■ **What the task requires**: In the article on ESG and the oil and gas industry, what share of cash does Brackett say the industry should reinvest?

A key reason, he said, is that ESG offers potential for the US to lead with environmental motivation for delivering energy services more sustainably. For example, as natural gas demand has displaced oil and coal, it has created opportunities to ship LNG from the US to Asia to offset coal there.

“ESG pressures are mounting,” continued Medlock, citing a story about Morgan Stanley beginning to take a more active role in reporting overall greenhouse-gas-emission metrics in its own investment portfolio.

“Twenty percent of that is non-CO2 emissions such as methane, nitrogen oxide, and other gases,” Medlock said. Some are process emissions; others occur in production and can be avoided.

“Companies are already taking aggressive steps to abate those emissions and have a meaningful impact on the sustainability of their footprints. This is where the US can lead as we move forward from the pandemic.

“The opportunities are largely in the Western Hemisphere and in new frontiers. That definitely puts unconventional resources front and center in the conversation,” he said. 

Adversity, Opportunity, and Choices

“The global pandemic/recession slashed oil demand by 20% in April but couldn’t kill it, and now there is much activity and opportunity for an industry growing modestly,” said Bob Brackett, senior vice president and senior research analyst at investment firm AB Bernstein.

To take advantage of that opportunity, unconventional resources, like the rest of the industry, will need to convert negative revenue to positive revenue by “going where the money is”—to ESG.

“The oil and gas investor community cares about ESG because that is where the money is,” Brackett said. “Most unconventional production comes from public, not private, companies. Who owns them?”

Passive electronically traded funds (ETF) investors with automatically managed funds top the list.

“This is pension and 401(k) money,” Brackett explained. “About $1 trillion of this has flowed out of active investors who would make active decisions about buying and selling stocks, and it has flowed into these passive funds that track other funds.

“On the other hand,” he continued, “active ESG equity funds are small but growing up to a couple of hundred billion dollars. People are saying, ‘I want a human to look at a company from an ESG lens and a financial lens and recommend companies that will perform on both.’”

Companies’ boards and executives are beholden to Wall Street, Brackett said, as is their ability to get capital. Therefore, a strong ESG lens matters.

“Anytime a company is burning methane, it’s throwing away the opportunity to turn lost revenue into positive revenue,” Brackett explained.

In the case of an oil spill, “it’s no longer just the price of cleaning it up. It’s the price of punishment—court costs and settlements—and investors will walk away,” he said.

To fully leverage the opportunity to turn adversity to opportunity, Brackett said the industry needs to think more holistically about its assets, considering that they are not just oil and gas, but oil, gas, natural gas liquids, and potentially water-producing gas.

There are other choices to be made. As Wall Street has shifted its emphasis from production and quick capital generation to free cash flow and technological innovation that can make wells twice as good for half the cost, companies need to follow suit and address challenges that are endemic to the industry.

“What if oil were to return to $50–$60 per barrel? It is the industry’s choice whether or not to chase the next cycle. We should act like the mature industry we are rather than creating bubbles that burst. Oil demand grows at one-half of gross domestic product. The industry should reinvest 50–70% of cash and give the rest back to the investors,” Brackett said.

“Oil and gas doesn’t have a good reputation for protecting shareholders’ investment,” he said. “Our tendency is to grow too quickly vs. delivering real returns. The real test is coming out of this downturn.”

■ **Listed entries**:
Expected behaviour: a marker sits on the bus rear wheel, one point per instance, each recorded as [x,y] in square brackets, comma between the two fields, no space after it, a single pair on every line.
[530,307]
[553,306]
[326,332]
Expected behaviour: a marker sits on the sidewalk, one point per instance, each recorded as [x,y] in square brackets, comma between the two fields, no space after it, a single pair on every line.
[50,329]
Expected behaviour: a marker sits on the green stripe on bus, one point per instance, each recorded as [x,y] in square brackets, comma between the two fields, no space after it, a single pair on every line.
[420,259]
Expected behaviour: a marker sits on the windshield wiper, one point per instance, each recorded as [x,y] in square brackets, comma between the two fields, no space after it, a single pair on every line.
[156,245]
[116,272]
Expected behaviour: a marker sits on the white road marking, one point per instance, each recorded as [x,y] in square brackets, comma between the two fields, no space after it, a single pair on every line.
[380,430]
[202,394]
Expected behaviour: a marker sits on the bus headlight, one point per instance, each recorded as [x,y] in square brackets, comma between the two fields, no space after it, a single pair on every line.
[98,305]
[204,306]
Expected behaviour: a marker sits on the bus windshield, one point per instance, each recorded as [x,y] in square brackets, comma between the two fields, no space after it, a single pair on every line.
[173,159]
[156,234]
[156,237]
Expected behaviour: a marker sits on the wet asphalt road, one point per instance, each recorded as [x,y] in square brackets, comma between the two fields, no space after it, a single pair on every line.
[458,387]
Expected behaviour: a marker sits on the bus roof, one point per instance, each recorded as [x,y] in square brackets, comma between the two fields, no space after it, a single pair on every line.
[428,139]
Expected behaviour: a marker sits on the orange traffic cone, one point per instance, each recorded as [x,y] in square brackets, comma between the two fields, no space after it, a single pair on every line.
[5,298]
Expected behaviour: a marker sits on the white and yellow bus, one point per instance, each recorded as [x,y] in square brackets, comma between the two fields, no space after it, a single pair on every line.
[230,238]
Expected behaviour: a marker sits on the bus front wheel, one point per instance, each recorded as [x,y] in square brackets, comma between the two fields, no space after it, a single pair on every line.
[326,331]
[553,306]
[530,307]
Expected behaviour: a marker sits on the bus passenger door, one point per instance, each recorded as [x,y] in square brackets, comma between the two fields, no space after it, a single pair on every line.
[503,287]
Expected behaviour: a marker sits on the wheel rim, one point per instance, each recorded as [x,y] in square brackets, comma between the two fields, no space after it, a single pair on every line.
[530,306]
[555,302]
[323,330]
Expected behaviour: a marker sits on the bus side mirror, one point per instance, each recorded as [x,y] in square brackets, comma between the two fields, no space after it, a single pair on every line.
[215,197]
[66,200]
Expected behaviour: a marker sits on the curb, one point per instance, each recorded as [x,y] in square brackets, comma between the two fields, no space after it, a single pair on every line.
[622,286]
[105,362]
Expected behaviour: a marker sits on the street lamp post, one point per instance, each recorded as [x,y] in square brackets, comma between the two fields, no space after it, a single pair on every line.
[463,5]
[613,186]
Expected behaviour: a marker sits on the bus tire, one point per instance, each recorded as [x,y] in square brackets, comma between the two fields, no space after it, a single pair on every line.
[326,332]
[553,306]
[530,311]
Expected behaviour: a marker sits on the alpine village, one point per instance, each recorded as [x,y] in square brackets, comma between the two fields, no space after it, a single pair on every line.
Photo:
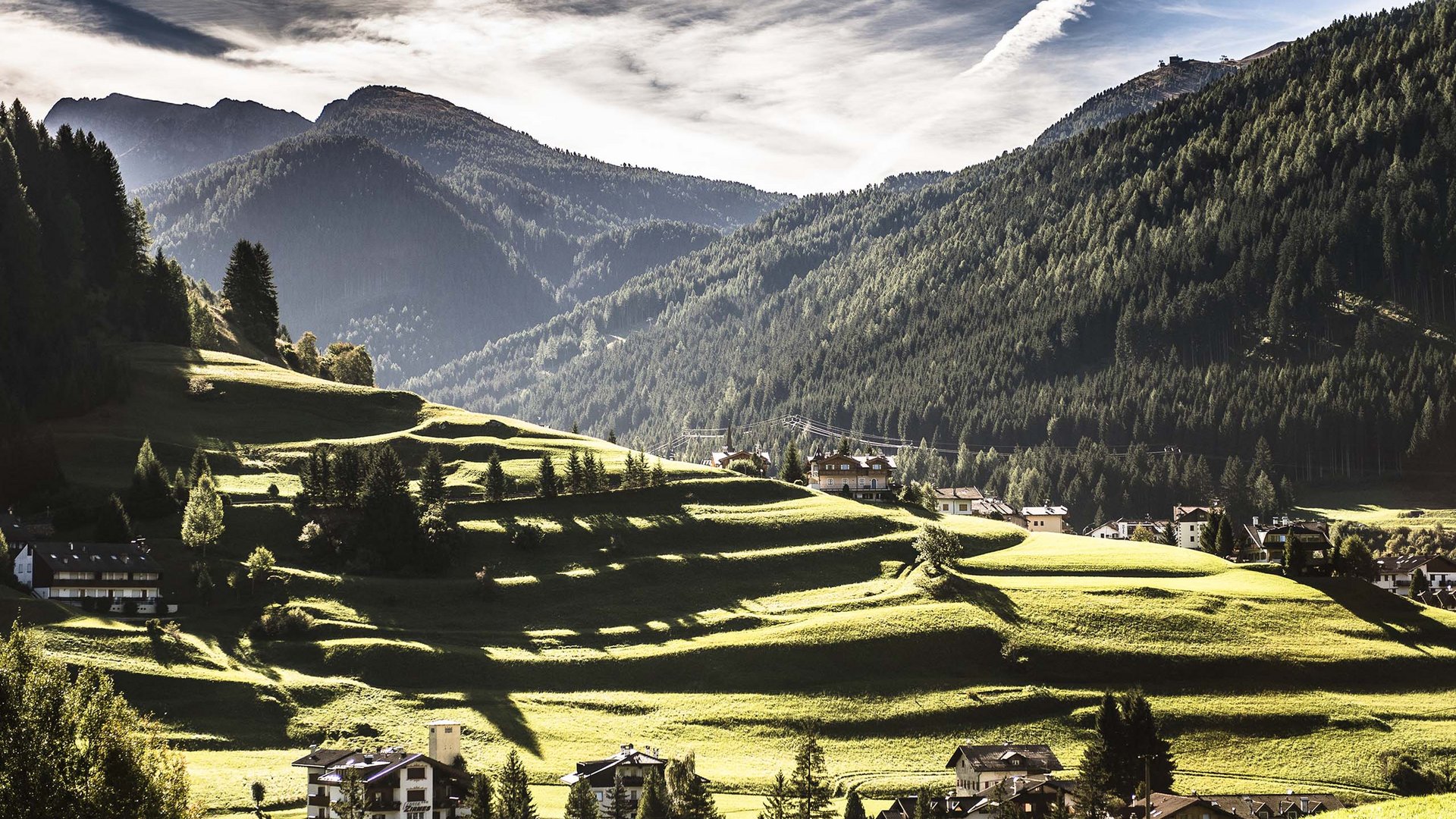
[397,464]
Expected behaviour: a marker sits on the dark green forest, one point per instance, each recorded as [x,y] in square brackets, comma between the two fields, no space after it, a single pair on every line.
[422,231]
[1266,259]
[76,276]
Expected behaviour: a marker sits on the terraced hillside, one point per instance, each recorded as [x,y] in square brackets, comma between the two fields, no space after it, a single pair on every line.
[717,614]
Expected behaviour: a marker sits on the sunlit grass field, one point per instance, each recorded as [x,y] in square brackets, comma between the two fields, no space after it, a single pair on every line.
[720,614]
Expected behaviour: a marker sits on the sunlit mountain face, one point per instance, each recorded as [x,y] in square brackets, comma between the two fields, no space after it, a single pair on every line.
[788,95]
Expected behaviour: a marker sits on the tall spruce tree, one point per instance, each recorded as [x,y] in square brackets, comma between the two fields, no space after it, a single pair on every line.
[251,295]
[431,479]
[514,795]
[810,783]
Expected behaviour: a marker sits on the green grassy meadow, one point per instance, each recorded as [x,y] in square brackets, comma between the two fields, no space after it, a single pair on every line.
[715,615]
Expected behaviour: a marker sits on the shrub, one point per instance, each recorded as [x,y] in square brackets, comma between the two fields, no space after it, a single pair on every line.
[281,623]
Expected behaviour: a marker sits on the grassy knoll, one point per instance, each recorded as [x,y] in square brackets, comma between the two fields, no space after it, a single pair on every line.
[717,614]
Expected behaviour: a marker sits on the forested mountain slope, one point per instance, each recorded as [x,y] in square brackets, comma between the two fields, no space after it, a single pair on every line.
[366,245]
[1264,259]
[158,140]
[424,231]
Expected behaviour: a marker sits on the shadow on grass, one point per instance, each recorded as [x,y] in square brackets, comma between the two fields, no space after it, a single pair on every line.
[1400,618]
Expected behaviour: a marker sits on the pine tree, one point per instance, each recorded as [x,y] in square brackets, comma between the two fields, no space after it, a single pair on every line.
[150,494]
[202,518]
[810,781]
[791,465]
[654,798]
[112,522]
[580,803]
[514,796]
[778,805]
[248,284]
[546,484]
[431,479]
[576,479]
[495,479]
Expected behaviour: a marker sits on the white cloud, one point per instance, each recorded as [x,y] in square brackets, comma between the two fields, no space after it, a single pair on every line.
[797,95]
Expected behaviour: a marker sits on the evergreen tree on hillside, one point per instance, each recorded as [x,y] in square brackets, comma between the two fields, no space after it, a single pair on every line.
[86,751]
[546,482]
[580,802]
[112,522]
[514,795]
[780,800]
[494,479]
[810,783]
[791,465]
[202,518]
[150,494]
[389,525]
[248,284]
[431,479]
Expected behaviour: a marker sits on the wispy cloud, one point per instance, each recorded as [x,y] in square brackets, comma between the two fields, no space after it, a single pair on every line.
[794,95]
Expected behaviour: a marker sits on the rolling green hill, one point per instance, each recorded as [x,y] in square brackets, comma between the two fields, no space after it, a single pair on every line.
[717,614]
[1260,259]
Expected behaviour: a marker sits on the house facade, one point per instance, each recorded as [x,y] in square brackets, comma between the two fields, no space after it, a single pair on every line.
[1395,573]
[981,767]
[629,764]
[114,577]
[959,500]
[1188,522]
[861,477]
[1046,518]
[398,784]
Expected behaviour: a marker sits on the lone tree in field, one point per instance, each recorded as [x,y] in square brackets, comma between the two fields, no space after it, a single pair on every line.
[810,783]
[938,547]
[431,479]
[495,479]
[854,806]
[251,295]
[580,802]
[778,803]
[792,464]
[112,522]
[73,746]
[481,800]
[202,518]
[546,477]
[514,798]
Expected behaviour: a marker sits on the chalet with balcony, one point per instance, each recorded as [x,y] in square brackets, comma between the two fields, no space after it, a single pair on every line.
[1188,522]
[629,765]
[979,767]
[398,784]
[1395,573]
[861,477]
[114,577]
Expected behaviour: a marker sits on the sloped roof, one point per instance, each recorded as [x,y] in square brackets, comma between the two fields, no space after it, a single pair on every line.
[1006,757]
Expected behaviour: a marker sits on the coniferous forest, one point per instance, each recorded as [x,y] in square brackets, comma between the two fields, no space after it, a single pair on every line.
[1267,259]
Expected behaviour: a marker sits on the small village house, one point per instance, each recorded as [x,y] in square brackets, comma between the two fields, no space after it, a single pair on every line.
[1395,573]
[629,764]
[959,500]
[1242,806]
[861,477]
[398,784]
[1188,522]
[112,577]
[761,461]
[1044,518]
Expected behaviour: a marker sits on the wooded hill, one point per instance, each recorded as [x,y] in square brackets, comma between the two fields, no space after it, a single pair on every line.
[158,140]
[1264,259]
[424,231]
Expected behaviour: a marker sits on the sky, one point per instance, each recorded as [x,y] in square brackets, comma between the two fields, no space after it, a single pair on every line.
[788,95]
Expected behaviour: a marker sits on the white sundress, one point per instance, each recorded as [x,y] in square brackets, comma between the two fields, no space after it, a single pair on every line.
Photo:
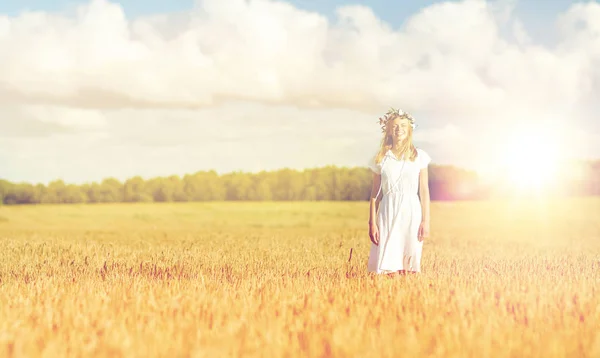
[399,215]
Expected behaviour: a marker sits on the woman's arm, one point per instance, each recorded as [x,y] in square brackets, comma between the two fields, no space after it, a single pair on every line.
[425,203]
[373,206]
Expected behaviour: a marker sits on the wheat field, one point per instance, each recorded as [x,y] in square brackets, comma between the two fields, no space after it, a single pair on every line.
[510,278]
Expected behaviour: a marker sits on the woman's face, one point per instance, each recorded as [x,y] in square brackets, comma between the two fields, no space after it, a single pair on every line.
[399,128]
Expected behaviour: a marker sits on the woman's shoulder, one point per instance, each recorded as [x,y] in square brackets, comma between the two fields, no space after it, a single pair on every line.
[422,156]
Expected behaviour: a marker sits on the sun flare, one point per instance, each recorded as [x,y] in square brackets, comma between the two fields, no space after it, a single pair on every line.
[532,160]
[528,161]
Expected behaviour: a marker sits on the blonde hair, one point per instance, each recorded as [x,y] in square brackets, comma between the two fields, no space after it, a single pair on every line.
[407,148]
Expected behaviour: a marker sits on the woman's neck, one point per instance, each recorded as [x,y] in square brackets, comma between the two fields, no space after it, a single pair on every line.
[397,145]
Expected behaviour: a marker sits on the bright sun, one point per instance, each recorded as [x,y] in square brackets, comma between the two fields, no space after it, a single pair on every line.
[531,160]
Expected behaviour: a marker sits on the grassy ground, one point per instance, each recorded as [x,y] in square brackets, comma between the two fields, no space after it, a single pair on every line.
[500,279]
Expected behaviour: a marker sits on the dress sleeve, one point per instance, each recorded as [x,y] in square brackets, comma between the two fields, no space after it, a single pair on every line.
[375,168]
[423,158]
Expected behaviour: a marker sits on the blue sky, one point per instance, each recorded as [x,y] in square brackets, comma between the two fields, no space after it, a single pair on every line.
[537,18]
[87,99]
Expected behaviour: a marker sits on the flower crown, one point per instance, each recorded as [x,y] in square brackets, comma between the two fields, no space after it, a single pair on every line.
[393,113]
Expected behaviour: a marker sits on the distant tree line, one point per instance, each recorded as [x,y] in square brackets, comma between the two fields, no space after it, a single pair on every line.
[326,183]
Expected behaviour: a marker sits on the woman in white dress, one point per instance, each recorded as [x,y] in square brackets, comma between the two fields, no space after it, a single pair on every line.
[399,223]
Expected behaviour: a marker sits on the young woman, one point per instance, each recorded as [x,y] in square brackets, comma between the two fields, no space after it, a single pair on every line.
[399,223]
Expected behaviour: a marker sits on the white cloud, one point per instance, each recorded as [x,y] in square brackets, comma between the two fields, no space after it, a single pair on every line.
[227,78]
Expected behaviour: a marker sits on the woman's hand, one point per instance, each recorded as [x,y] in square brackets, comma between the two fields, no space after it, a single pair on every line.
[423,230]
[374,233]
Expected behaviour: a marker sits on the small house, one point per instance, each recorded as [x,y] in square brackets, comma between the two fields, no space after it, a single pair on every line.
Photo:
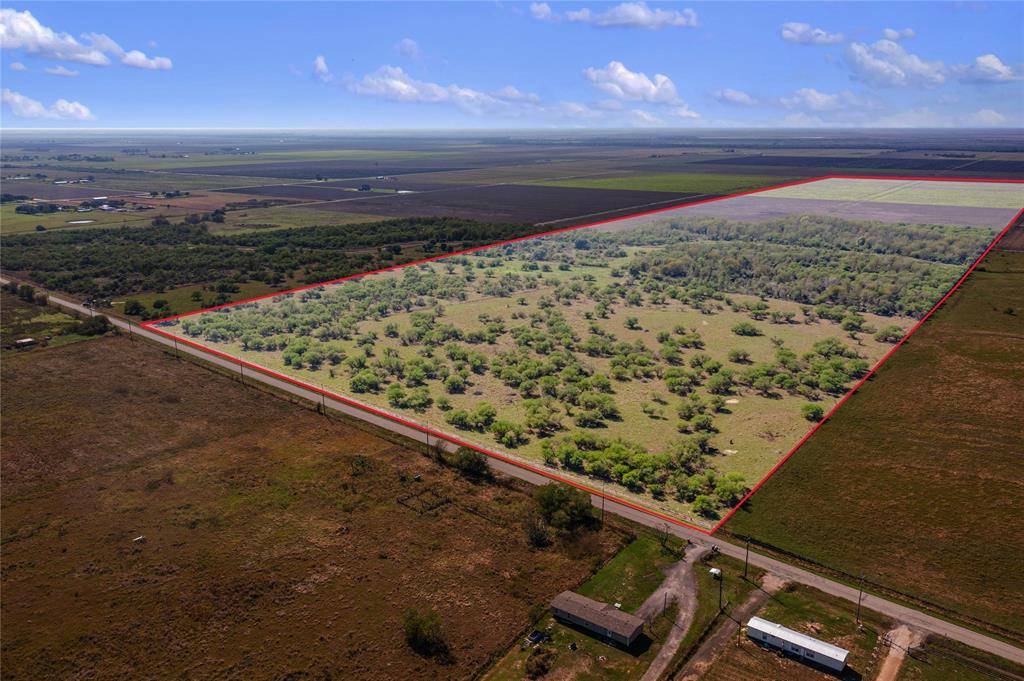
[796,644]
[601,619]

■ **Answer for this exercise**: 50–70%, with the rest given back to investors.